In their thought-provoking analysis, Hogg et al argue, first of all, that state-owned tobacco companies (SOTCs) are seriously under-analysed in the academic literature on the tobacco industry. They have a point: despite the fact that China National Tobacco Corporation (CNTC), for example, has a greater share—at 43%—of the global tobacco market than Philip Morris International (14%), British American Tobacco (12%), Japan Tobacco International (9%) and Imperial (5%) combined,2 Tobacco Control has published just three articles on CNTC, compared to around 70 on Philip Morris alone.1

Hogg et al propose three contrasting perspectives for assessing the strategic significance of state-ownership of tobacco companies to tobacco control. First, the ‘intrinsic conflict’ model, in which the tobacco industry—state-owned or not—is seen as having an irreconcilable conflict of interest with public health. Using this perspective, it is sometimes argued that SOTCs should be privatised, because the fundamental conflict of interest created by a government both owning and regulating the tobacco industry cannot otherwise be resolved. However, as Gilmore et al have pointed out, privatisation often leads to ‘increased marketing, more effective distribution and lower prices, creating additional demand for cigarettes among new and existing smokers, leading to increased cigarette consumption, higher smoking prevalence and lower age of smoking initiation’.3 Be careful what you wish for.

◆ TASKS:
a – In the commentary on state-owned tobacco companies, what share of the global tobacco market does China National Tobacco Corporation hold?
b – Return the part of the commentary on state-owned tobacco companies from "Hogg et al propose" to "you wish for.", copied word for word.

◆ DATASET RECORDS:
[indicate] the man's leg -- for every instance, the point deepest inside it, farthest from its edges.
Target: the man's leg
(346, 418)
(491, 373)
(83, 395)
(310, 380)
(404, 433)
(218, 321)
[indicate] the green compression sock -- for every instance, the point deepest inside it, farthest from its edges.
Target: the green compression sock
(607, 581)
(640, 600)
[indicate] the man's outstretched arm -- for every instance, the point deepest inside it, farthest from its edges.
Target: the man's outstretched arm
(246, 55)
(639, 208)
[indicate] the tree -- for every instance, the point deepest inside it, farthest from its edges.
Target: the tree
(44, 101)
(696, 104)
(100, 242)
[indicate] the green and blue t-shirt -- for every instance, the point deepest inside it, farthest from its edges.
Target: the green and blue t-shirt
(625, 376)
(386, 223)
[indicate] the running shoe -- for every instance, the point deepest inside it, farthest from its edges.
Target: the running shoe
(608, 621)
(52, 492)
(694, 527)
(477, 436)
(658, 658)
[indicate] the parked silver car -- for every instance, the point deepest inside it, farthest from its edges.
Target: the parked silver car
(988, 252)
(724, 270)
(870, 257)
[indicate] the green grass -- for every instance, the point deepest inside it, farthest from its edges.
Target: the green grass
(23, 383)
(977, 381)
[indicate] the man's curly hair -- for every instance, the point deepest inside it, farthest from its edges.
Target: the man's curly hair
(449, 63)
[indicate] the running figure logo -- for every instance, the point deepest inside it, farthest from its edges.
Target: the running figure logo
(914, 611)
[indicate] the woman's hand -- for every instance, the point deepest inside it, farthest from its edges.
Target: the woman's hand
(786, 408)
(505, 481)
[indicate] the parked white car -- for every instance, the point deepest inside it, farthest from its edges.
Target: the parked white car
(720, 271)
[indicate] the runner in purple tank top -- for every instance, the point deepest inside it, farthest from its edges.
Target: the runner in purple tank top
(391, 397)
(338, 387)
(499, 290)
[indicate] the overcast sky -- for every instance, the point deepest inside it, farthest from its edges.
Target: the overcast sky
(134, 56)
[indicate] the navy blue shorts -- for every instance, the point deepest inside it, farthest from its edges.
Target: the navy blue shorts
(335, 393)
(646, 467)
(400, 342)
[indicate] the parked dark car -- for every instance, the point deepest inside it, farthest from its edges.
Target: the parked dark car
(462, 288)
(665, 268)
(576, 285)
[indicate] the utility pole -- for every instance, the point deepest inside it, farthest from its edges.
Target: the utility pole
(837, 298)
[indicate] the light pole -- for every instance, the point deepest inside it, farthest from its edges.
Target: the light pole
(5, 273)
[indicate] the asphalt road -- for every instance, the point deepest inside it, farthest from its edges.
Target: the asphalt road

◆ ANSWERS PER TASK:
a – 43%

b –
Hogg et al propose three contrasting perspectives for assessing the strategic significance of state-ownership of tobacco companies to tobacco control. First, the ‘intrinsic conflict’ model, in which the tobacco industry—state-owned or not—is seen as having an irreconcilable conflict of interest with public health. Using this perspective, it is sometimes argued that SOTCs should be privatised, because the fundamental conflict of interest created by a government both owning and regulating the tobacco industry cannot otherwise be resolved. However, as Gilmore et al have pointed out, privatisation often leads to ‘increased marketing, more effective distribution and lower prices, creating additional demand for cigarettes among new and existing smokers, leading to increased cigarette consumption, higher smoking prevalence and lower age of smoking initiation’.3 Be careful what you wish for.